PROMPT
Extend the Cyrus feature discussion below, picking up after its final sentence about push support.

SOURCE DOCUMENT
----------------------------------------

Usage example: cyrus_sync2disk --lock=5 -> returns 0 when the data is synced and a lock for 5 seconds is obtained. cyrus_sync2disk --unlock -> returns 0 if the lock has been released and 1 if there was no active lock (e.g a previous lock has expired), so the backup script knows if it performed the required operations with the lock still in place or if it should perform the lock-snapshot-unlock operation again. The short timeout is to protect the daemon from an infinite lock if a backup script fails to unlock it.


I saw the reponse to this which suggested a "run a command under exclusive lock' which is definitely a better approach to this. I understand what you want here, and I mostly like the idea.

The one thing that gives me pause is that it requires a single lock against ALL cyrus processes. Right now, there's no global lock that processes take while making changes, and we'd need to add one. I would want to make it be something that needs to be turned on in config so that sites which DON'T need it don't have to pay the extra locking cost.

But the design is definitely viable. I want to do some other things with locking as well, like a single global lock for moves between users, renames, etc - so that we don't have lock ordering issues with those things.

https://github.com/cyrusimap/cyrus-imapd/issues/1763


*2. Small sysadmin tasks* for typical configurations that now require manual actions or writing one's own scripts. An example: new mailbox creation with particular flags (\Sent, \Junk, \Trash) set for special-use folders (that could be implemented as an extended functionality of the autocreate_inbox_folders option).

At FM you have everything automated for sure with your own customs scripts, but sysadmins with little experience with Cyrus or those that don't write scripts with ease would find some tasks difficult to accomplish, for others that's just an overhead/additional points of failure that could be avoided with small built-in automations.


This is a definitely interesting area for enhancement. The basic tool here is cyradm, and I think what we're really looking for is extending cyradm.

https://github.com/cyrusimap/cyrus-imapd/issues/1764

I'd love some more specific details here, including test plans ideally so that we can build and test these features. Or pull requests that do that :)


*3. New deployments* (vs ongoing upgrades/maintenance). How easy and straightforward it is to setup a new deployment (possibly migrating from other email servers). Here I'm referring to both the initial configuration, tools and documentation.


Yeah, we know about this one. I'm not going to create a specific bug for it, because it's kind of spread out over lots of different things. Nicola is working on improving our documentation, but again the best people to give advice are people who've recently done it. I haven't really "installed Cyrus from scratch" for 12 years, certainly not without the FastMail configuration and build systems. Except for the test environment, which has its own special magics.


*Push* is an area that is well implemented at FM, but there's no considerable advance in the Cyrus repository, and I believe the community needs in this area are mostly the same as the FM's.

----------------------------------------

GIVEN DATA

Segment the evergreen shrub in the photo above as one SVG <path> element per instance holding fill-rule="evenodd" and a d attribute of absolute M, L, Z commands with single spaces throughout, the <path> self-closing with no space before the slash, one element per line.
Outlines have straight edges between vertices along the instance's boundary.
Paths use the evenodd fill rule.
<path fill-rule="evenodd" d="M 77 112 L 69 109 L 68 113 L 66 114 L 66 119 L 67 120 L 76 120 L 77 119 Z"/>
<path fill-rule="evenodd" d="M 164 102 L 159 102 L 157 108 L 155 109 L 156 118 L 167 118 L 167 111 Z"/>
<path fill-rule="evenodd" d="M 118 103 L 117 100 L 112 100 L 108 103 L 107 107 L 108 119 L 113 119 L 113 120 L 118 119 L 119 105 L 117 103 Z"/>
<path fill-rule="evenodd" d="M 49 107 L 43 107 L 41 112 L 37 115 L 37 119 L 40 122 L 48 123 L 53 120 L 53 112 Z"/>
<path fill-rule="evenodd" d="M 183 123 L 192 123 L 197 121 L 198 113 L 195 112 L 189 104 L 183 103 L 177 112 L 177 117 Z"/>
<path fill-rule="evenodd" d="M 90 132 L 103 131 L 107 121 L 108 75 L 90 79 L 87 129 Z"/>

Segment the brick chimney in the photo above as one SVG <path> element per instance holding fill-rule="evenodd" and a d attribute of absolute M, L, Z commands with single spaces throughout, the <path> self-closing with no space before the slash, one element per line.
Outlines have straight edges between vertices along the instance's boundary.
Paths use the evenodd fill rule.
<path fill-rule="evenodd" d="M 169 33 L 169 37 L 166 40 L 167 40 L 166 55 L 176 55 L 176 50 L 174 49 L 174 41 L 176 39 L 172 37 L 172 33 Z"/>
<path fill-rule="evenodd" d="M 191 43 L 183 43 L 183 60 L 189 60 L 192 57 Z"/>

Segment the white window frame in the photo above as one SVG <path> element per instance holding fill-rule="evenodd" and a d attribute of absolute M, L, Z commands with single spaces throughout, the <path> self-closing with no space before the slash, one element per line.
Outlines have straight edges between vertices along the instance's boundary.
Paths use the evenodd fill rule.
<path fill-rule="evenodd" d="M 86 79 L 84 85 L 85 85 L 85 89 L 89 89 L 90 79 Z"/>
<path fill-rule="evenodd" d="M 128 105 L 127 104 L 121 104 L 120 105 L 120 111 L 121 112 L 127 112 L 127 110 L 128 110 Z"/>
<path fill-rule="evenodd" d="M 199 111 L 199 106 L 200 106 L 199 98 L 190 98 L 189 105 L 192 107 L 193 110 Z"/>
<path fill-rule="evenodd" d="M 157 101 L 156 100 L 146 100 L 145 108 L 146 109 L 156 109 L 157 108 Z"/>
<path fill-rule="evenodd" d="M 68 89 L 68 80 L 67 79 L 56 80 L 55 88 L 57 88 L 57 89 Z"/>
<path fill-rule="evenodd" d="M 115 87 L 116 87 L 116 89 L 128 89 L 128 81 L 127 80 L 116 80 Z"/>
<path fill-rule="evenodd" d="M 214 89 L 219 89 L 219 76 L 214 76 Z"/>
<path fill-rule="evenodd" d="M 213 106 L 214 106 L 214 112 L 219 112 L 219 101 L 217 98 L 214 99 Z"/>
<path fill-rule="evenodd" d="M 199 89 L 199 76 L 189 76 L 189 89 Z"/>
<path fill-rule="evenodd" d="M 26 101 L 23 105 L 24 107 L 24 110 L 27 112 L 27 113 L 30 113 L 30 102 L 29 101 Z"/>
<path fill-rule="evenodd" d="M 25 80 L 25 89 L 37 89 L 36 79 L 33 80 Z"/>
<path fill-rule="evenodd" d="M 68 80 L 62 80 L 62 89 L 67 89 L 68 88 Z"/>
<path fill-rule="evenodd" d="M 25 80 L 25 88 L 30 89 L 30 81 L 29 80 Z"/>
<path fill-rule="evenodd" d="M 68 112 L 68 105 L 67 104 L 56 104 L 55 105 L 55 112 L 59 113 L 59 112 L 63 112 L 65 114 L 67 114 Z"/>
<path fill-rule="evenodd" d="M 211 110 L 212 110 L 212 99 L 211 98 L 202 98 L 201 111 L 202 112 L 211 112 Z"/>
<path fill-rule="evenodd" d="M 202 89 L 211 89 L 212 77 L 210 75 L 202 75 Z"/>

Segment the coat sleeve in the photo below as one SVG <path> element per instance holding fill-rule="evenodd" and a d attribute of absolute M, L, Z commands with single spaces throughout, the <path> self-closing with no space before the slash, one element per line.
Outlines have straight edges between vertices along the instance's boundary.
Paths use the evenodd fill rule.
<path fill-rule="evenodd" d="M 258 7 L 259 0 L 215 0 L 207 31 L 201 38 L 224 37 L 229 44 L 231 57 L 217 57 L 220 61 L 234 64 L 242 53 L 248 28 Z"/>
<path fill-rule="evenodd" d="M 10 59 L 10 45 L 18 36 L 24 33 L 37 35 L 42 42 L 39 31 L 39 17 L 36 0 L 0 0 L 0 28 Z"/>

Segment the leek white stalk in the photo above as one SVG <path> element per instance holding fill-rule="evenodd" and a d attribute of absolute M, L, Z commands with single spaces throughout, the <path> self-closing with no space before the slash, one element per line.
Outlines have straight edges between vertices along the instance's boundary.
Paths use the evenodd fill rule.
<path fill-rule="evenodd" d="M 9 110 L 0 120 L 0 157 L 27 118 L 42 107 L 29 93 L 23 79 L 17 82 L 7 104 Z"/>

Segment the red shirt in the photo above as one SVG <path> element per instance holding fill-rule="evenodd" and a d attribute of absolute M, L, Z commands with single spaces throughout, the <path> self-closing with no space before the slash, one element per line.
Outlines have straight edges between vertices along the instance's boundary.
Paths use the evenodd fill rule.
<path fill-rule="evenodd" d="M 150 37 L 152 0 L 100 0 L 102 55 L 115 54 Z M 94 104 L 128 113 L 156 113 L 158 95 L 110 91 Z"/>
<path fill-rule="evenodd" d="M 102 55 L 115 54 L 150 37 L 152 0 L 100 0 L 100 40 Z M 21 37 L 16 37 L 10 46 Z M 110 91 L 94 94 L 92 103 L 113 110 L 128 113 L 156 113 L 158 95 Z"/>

----------------------------------------

TASK RESULT
The 3.0 release includes Apple push notifications support (XAPPLEPUSHSERVICE) and that's a good start. I haven't tried it yet and I understand that some effort would be required to make it work (the part that talks to the APS is not included and should be implemented independently). I do wonder why wouldn't FM share the notifier code & some documentation about how to make everything work? The only thing that'd be different in each deployment are the certificates. And it would be really exciting to have working apple push in Cyrus just after some typical setup steps.

If there are some impediments for the FM team to share their implementation details on mail and caldav/carddav push notifications, I'll try to make this feature work in my deployments in the near future and contribute to the project a detailed howto and the APS notifier code (but your assistance would be great).

Unfortunately part of that is under NDA, so we can't offer much more support there. When/if Apple open up their push infrastructure more, we'll definitely release the other parts of it.

I'm sure we've published at least part of our perl pusher layer before, though some of the session magic uses our sql infrastructure rather than storing sessions in Cyrus so that it survives failover between replicas. If we wanted to store them in Cyrus we'd need to have a replication protocol for key-value stores or some sort of replicated DB store.


And a general area that would benefit everyone, but that wasn't specifically mentioned in the blog post, is *Security*.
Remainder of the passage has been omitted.